■ EXERCISE TASK 1:
From the rows below, return unchanged the lines starting with the line containing "of the red-brown" and going on through the line containing "[(48, 130)]", both included.

··· TEXT SEGMENT

Global supply chains are increasingly exposed to climate-related disruptions, redrawing the boundaries of what can be insured and how risk is distributed across the global economy. In recent years insured catastrophe losses have grown by roughly 5–7% per year in real terms. As insurers retreat from high-risk geographies and sectors, the burden of loss increasingly shifts to public budgets, enterprises, and households.
Disruption of international supply chains are a major systemic risk for Europe and countries beyond – alongside food insecurity, energy instability and financial stress. The 2021 floods in Germany and Belgium paralysed logistics and manufacturing across Europe and droughts in southern Europe in 2022 cut harvests and strained water supplies.
Climate shocks are now driving supply-chain shocks, cascading through interconnected networks rather than remaining isolated disasters. As local weather extremes ripple through interdependent systems, they can quickly become global shortages and delays that threaten economic security.
Dr. Mikael A. Mikaelsson, Policy Fellow at Stockholm Environment Institute (SEI).
Insurance and reinsurance, the financial mechanisms normally absorbing these shocks, are being tested by the growing complexity, frequency, and severity of climate hazards. The report Insurance and reinsurance under climate stress: managing systemic risk in global supply chains draws on interviews with leading experts from several of Europe’s top (re)insurance actors to examine how these sectors are responding to climate change challenges and the emerging limits of traditional risk-transfer models.
Without substantial changes to business models, regulation, and public-private coordination, there is a risk the sector will undermine stability by amplifying systemic climate stress, the report says.

······
··· THE RECORDS

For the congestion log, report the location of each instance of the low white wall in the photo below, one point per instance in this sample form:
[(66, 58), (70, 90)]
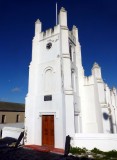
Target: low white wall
[(12, 132), (104, 142)]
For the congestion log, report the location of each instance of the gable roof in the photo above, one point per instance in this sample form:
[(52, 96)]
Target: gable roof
[(12, 107)]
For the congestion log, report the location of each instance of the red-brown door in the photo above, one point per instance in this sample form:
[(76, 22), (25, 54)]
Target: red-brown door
[(48, 130)]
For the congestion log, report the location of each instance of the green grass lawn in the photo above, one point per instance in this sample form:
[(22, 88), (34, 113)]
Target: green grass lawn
[(94, 153)]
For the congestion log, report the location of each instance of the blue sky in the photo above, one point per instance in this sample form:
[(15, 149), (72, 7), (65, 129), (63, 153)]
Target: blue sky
[(97, 24)]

······

■ EXERCISE TASK 2:
Retype the passage of the supply-chain insurance text, starting with "Global supply chains are" and going on through "strained water supplies.", without any change.

■ FULL ANSWER 1:
For the congestion log, report the location of each instance of the red-brown door in the photo above, one point per instance in this sample form:
[(76, 22), (25, 54)]
Target: red-brown door
[(48, 130)]

■ FULL ANSWER 2:
Global supply chains are increasingly exposed to climate-related disruptions, redrawing the boundaries of what can be insured and how risk is distributed across the global economy. In recent years insured catastrophe losses have grown by roughly 5–7% per year in real terms. As insurers retreat from high-risk geographies and sectors, the burden of loss increasingly shifts to public budgets, enterprises, and households.
Disruption of international supply chains are a major systemic risk for Europe and countries beyond – alongside food insecurity, energy instability and financial stress. The 2021 floods in Germany and Belgium paralysed logistics and manufacturing across Europe and droughts in southern Europe in 2022 cut harvests and strained water supplies.